■ GIVEN PROBLEM
Copy the lines below, between the lines holding "the tower with" and "pixel 257 153", inclusive, and offset every x and y coordinate in the answers by adding 39 to it.

■ INPUT FOR THIS TASK
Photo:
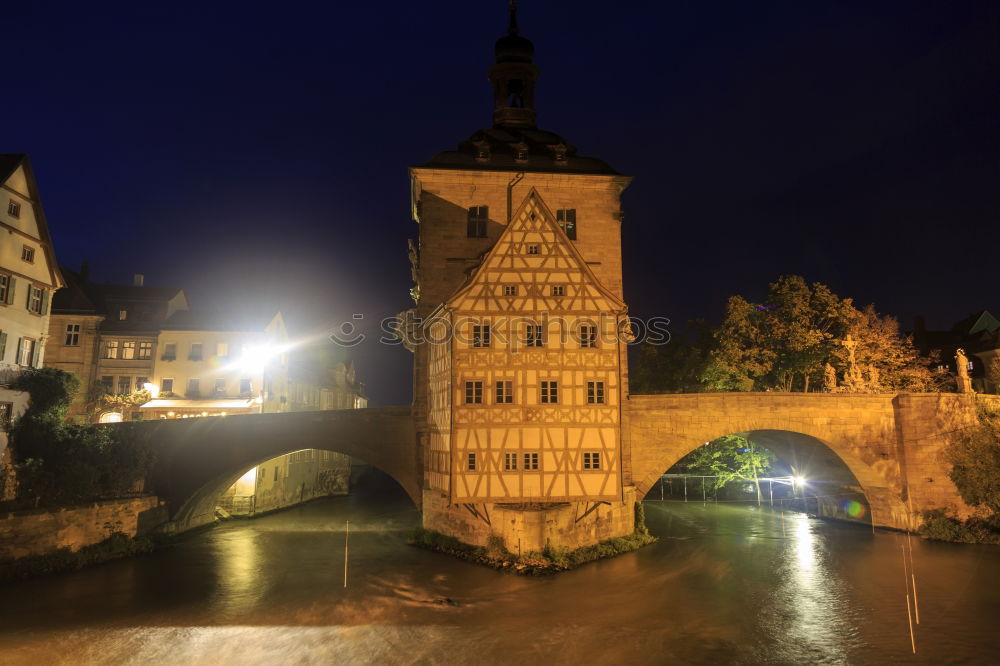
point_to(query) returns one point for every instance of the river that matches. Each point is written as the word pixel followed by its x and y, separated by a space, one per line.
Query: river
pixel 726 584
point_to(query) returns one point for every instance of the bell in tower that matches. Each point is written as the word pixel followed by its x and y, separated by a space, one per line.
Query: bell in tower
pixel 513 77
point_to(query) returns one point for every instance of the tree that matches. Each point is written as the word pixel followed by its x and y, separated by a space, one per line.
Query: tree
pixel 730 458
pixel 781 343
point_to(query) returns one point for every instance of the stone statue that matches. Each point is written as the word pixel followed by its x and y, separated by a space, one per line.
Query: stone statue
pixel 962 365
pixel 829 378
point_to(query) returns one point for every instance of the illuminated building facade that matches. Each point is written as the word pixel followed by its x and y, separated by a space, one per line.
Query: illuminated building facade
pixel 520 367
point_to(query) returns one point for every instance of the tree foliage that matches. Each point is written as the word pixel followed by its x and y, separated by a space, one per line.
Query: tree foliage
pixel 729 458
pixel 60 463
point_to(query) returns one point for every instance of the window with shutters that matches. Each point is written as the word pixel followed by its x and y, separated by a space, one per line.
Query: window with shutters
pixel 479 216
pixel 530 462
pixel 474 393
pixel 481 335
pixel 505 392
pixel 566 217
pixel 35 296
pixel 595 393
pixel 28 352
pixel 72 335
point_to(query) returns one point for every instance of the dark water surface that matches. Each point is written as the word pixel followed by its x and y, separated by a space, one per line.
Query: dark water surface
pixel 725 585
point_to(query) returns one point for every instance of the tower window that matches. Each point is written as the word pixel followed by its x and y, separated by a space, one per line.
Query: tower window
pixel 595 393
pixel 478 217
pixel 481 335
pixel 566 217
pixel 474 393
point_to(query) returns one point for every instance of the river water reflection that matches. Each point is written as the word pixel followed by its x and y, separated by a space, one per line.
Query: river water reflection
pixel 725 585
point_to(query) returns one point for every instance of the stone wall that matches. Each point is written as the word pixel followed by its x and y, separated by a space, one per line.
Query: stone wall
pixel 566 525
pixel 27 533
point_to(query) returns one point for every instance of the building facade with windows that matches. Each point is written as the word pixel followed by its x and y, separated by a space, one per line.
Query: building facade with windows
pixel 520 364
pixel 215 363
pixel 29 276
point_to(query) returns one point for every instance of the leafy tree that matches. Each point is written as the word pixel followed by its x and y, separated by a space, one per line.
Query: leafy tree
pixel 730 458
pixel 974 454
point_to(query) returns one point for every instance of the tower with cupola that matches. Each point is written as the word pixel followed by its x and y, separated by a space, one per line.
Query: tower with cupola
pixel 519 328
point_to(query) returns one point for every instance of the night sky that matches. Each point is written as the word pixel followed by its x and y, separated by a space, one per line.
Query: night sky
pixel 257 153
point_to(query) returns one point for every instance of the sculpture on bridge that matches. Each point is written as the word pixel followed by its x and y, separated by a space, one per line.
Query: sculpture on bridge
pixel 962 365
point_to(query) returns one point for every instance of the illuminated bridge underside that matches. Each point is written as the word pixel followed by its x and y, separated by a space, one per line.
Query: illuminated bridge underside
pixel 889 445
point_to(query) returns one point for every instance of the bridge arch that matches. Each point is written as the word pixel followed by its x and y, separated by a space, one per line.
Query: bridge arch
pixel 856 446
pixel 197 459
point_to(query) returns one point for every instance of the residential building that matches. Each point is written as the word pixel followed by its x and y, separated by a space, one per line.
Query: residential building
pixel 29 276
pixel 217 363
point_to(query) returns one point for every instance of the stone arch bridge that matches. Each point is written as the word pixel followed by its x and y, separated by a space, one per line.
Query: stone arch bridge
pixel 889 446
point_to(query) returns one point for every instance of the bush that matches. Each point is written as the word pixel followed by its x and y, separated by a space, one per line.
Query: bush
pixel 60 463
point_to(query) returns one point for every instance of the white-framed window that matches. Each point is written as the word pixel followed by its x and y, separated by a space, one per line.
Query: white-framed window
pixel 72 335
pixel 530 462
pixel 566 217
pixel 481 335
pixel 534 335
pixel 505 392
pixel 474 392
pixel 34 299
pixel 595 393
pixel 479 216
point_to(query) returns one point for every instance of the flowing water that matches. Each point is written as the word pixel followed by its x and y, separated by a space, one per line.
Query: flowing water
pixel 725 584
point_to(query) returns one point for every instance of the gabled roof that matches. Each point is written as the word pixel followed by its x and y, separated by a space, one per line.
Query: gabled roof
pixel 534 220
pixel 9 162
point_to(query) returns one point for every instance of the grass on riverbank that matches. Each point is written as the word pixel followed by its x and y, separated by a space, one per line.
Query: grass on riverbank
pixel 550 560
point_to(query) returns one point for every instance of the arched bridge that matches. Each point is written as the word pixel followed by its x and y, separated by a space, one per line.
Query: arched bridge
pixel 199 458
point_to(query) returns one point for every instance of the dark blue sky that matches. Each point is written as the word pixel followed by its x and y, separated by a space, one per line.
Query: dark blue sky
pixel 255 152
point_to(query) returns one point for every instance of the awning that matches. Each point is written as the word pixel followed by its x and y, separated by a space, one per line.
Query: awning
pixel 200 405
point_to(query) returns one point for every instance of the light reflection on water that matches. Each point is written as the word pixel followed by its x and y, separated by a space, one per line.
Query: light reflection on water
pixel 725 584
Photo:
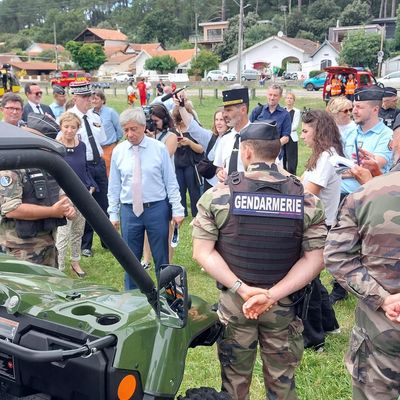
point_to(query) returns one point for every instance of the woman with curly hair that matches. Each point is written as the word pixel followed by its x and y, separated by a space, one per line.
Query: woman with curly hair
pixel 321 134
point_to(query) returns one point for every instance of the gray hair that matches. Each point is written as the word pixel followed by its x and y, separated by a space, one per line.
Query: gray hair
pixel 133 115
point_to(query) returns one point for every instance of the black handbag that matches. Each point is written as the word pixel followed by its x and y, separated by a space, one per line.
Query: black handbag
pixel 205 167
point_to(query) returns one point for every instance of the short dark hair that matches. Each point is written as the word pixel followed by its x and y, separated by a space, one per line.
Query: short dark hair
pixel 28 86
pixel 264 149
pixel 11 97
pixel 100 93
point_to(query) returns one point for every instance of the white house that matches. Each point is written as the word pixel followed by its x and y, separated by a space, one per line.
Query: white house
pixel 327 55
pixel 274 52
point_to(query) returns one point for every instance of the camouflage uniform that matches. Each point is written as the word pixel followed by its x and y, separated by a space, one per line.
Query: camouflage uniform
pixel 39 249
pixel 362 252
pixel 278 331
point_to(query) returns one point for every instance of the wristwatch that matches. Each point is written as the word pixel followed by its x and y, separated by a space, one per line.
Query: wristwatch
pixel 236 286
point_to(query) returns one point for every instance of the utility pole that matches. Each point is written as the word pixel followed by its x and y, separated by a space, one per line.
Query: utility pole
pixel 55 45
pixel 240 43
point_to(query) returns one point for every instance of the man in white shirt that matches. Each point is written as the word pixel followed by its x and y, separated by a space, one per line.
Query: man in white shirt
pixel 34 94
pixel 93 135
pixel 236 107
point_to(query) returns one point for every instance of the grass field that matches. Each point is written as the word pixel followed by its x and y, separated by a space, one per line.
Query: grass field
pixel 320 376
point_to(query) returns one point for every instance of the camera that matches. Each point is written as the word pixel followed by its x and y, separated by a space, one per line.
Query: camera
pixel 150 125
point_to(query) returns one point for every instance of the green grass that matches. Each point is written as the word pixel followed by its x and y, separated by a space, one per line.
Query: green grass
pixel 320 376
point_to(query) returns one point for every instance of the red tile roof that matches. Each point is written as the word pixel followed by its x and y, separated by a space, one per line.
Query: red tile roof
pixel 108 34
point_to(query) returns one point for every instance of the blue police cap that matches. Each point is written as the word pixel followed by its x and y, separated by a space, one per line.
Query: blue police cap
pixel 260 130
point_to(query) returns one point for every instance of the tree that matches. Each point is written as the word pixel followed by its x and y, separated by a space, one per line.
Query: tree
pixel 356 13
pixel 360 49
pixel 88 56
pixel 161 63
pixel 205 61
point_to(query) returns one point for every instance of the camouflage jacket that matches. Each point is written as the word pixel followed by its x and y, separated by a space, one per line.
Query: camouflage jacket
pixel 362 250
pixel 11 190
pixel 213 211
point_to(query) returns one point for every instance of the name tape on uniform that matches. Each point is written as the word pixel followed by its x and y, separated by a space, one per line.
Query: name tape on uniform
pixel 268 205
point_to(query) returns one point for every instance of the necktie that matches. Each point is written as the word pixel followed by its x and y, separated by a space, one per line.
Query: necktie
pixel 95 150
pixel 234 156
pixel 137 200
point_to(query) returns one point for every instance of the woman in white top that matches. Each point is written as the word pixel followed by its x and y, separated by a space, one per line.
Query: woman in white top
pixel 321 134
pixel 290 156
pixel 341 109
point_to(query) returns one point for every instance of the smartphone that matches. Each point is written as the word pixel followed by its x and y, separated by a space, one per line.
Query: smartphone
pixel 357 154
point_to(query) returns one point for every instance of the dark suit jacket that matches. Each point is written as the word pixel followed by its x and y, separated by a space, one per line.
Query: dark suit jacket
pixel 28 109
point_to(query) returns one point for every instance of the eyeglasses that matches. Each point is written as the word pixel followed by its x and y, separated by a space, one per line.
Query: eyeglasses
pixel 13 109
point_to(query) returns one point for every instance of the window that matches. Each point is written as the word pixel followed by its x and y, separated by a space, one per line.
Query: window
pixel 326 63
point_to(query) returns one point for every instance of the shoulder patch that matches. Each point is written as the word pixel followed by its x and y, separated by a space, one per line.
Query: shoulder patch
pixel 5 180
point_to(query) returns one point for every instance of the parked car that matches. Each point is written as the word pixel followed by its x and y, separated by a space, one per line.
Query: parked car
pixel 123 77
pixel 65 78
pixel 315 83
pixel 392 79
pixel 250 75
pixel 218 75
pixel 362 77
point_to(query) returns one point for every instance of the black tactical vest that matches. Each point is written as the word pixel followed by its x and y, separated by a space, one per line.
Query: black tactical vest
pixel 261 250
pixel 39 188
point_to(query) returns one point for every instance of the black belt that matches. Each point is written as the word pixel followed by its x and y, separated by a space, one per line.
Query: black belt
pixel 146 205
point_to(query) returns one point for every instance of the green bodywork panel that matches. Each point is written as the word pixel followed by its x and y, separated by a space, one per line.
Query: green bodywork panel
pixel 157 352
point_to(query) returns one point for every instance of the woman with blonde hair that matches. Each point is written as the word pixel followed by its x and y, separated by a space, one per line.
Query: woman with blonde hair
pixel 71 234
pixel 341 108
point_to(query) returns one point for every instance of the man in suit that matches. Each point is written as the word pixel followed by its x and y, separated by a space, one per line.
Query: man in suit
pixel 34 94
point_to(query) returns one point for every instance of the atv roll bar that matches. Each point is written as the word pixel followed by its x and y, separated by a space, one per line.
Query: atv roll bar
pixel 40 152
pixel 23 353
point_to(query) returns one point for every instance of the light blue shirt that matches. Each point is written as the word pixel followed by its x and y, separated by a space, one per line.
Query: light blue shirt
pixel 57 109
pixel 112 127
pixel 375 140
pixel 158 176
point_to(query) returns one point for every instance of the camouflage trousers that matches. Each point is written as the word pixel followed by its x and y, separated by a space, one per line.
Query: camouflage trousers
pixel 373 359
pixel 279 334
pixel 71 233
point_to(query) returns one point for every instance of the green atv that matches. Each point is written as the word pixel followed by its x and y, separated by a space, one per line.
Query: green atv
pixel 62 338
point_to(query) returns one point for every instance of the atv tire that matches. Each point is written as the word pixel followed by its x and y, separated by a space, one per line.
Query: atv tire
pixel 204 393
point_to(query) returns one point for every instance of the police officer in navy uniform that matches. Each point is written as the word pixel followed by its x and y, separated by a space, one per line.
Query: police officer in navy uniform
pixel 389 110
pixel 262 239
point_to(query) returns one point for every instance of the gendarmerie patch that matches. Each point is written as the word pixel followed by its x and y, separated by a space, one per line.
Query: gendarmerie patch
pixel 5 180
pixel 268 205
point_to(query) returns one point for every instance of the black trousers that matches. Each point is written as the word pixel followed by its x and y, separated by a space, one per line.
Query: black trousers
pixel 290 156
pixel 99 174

■ THE SOLUTION
point_to(query) returns one point for every instance of the tower with cupola that matches. Each point is written as the word pixel followed by its x and y, separated by a space, one per line.
Query: tower with cupola
pixel 558 367
point_to(query) returns one point for every instance of the night sky that matches. Each point is written as the word pixel followed by its x and y, separated by a space, one per line.
Query: night sky
pixel 296 192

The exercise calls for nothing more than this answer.